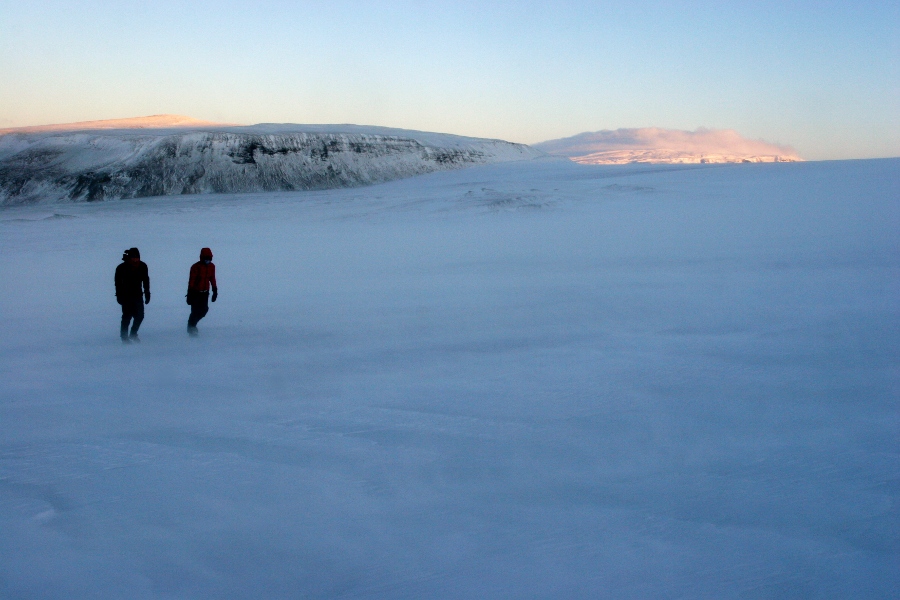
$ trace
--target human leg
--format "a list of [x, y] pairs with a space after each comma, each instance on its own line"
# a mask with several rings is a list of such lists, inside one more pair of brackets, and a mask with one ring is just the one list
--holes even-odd
[[137, 337], [138, 329], [141, 327], [141, 323], [144, 320], [144, 301], [141, 298], [138, 298], [134, 301], [134, 306], [132, 307], [132, 314], [134, 315], [134, 322], [131, 324], [131, 337]]
[[119, 327], [119, 337], [123, 340], [128, 339], [128, 324], [131, 323], [131, 303], [127, 300], [122, 302], [122, 323]]
[[191, 302], [191, 316], [188, 317], [188, 331], [197, 329], [197, 323], [209, 312], [209, 293], [195, 294]]

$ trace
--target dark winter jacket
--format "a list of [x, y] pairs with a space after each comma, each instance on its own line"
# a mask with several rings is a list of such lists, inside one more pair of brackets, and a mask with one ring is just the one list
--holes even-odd
[[149, 294], [150, 274], [146, 263], [141, 261], [132, 265], [130, 262], [123, 262], [116, 267], [116, 300], [119, 304]]
[[202, 260], [191, 265], [191, 275], [188, 278], [188, 294], [206, 293], [212, 289], [214, 292], [216, 287], [216, 265], [206, 264]]

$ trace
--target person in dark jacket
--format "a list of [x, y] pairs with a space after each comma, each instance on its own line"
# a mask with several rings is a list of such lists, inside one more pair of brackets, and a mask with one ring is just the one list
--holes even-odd
[[[219, 297], [219, 288], [216, 286], [216, 265], [212, 263], [213, 253], [209, 248], [200, 250], [200, 260], [191, 265], [191, 274], [188, 277], [187, 303], [191, 306], [191, 316], [188, 317], [187, 331], [190, 335], [197, 335], [197, 322], [209, 312], [210, 299], [215, 302]], [[212, 298], [209, 291], [212, 290]]]
[[[122, 264], [116, 267], [116, 301], [122, 305], [119, 336], [123, 343], [140, 342], [138, 329], [144, 320], [144, 303], [150, 304], [150, 275], [137, 248], [126, 250]], [[131, 334], [128, 333], [128, 324]]]

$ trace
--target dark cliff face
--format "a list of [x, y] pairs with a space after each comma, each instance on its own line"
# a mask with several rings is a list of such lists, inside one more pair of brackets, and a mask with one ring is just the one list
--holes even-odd
[[0, 204], [352, 187], [538, 154], [365, 134], [12, 135], [0, 138]]

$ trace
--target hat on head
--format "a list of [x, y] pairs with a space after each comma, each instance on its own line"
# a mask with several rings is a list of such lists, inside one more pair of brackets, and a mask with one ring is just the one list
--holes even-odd
[[209, 248], [203, 248], [202, 250], [200, 250], [200, 260], [203, 260], [204, 258], [208, 258], [211, 260], [212, 250], [210, 250]]
[[141, 251], [138, 250], [137, 248], [129, 248], [125, 252], [125, 254], [128, 255], [128, 258], [140, 258], [141, 257]]

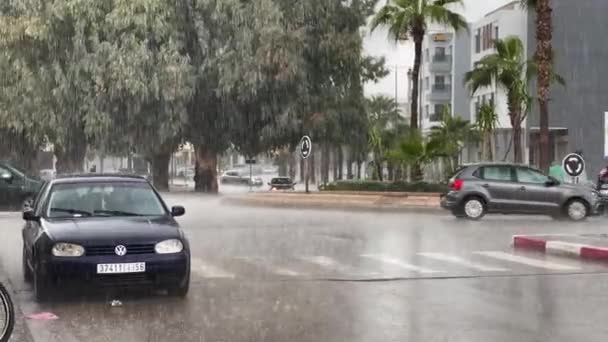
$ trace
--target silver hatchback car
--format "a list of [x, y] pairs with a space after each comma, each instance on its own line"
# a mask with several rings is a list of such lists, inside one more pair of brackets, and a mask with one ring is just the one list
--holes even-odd
[[481, 219], [486, 213], [542, 214], [581, 221], [597, 214], [597, 191], [582, 185], [560, 184], [525, 165], [472, 164], [450, 179], [441, 206], [456, 217]]

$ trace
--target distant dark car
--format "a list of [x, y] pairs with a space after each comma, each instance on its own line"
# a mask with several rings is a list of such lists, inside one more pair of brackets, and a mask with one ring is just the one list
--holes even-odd
[[42, 181], [9, 162], [0, 161], [0, 209], [20, 209], [36, 195]]
[[56, 287], [158, 287], [186, 296], [188, 240], [143, 178], [64, 176], [42, 187], [24, 208], [23, 275], [37, 300]]
[[478, 220], [486, 213], [544, 214], [584, 220], [596, 214], [597, 191], [586, 186], [560, 184], [524, 165], [473, 164], [456, 172], [441, 206], [457, 217]]
[[262, 186], [264, 181], [260, 177], [249, 176], [249, 173], [244, 171], [230, 170], [224, 172], [220, 177], [222, 184], [240, 184], [240, 185], [251, 185], [251, 186]]
[[296, 183], [289, 177], [275, 177], [268, 183], [270, 191], [272, 190], [295, 190]]

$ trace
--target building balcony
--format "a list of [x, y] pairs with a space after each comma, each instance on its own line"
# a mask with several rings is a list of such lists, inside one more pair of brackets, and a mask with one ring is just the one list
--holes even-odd
[[430, 122], [441, 122], [443, 120], [443, 113], [433, 113], [429, 115]]
[[426, 95], [427, 101], [450, 101], [452, 99], [451, 84], [433, 84]]
[[431, 72], [450, 72], [452, 71], [451, 55], [434, 55], [429, 65]]

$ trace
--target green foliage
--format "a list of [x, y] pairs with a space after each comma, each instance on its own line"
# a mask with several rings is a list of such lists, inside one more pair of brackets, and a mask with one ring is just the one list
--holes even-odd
********************
▶ REQUIRED WORK
Output the number of lines in the records above that contain the string "dark", and no other text.

▶ WRITTEN REPLY
4